(Dataset excerpt)
>> BEGIN

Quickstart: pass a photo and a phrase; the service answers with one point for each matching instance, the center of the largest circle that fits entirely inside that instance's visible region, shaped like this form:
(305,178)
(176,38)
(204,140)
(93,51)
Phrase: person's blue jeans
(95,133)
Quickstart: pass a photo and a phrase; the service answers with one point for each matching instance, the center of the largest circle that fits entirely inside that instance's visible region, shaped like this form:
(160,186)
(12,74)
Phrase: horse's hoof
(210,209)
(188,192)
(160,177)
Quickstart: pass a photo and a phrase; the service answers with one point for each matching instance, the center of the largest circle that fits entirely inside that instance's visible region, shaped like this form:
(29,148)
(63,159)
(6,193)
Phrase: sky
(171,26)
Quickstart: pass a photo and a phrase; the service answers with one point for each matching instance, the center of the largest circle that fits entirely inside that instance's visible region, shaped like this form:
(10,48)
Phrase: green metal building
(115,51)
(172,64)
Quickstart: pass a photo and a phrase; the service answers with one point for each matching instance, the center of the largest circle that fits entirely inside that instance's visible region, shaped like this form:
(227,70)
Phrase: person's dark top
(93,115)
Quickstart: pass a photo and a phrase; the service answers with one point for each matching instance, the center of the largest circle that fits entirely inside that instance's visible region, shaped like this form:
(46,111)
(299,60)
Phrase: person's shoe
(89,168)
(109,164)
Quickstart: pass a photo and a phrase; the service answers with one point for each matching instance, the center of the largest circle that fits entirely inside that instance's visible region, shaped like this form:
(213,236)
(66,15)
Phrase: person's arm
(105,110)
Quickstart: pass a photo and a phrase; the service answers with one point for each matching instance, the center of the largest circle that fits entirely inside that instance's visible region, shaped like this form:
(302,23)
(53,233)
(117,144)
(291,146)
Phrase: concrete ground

>> END

- _Request_
Set down the whole listing above again, every line unchanged and in the same order.

- _Written response_
Quickstart: pass a photo and a phrase; the service answers with one point for each matching instance, the center of the largest circle that fits entirely inside that instance's visible region, shaped like this form:
(305,178)
(176,38)
(204,140)
(93,51)
Phrase: person's blue jeans
(95,133)
Quickstart: pass a photo and a phrase; the service answers with one point for each matching instance, the center of the largest circle that fits entirely inside that instance's visible region, shaped like this form:
(160,186)
(12,74)
Phrase: horse's hoof
(210,209)
(188,192)
(160,177)
Quickstart: pass a photo and a phrase; the service answers with one point for each matching instance, the center of the largest circle that fits entirely inside that instance's visible region, shaped like this form:
(29,148)
(63,159)
(6,193)
Phrase: sky
(171,26)
Quickstart: pass a photo and a phrase; the service answers with one point for each matching instance, the center of the largest circle that fits entirely inside that instance's visible region, shaped like this form:
(10,48)
Phrase: green metal building
(115,51)
(172,64)
Quickstart: pass a photo and a phrase; the service answers with one point for each matching instance, the center of the largest circle that fits entirely inside that instance's visible region, shaped like this form:
(227,70)
Phrase: person's dark top
(93,115)
Quickstart: pass a photo and a phrase; the service answers with one point for each matching instance, the center of the largest circle that fits entirely inside that instance's visible region, shaped like this form:
(46,111)
(299,60)
Phrase: person's shoe
(89,168)
(109,164)
Quickstart: pass a photo and a phrase; the service answers with one point for each matching instance, the center of the largest circle that fits entirely inside that instance's visible region, shaped like this form:
(213,236)
(66,15)
Phrase: person's arm
(105,110)
Quickstart: pass a photo and a phrase; the service answers with one point for each matching instance, the center of the largest circle that fits entirely inside that instance's visible region, shaped like this form:
(302,23)
(53,233)
(117,144)
(291,146)
Phrase: concrete ground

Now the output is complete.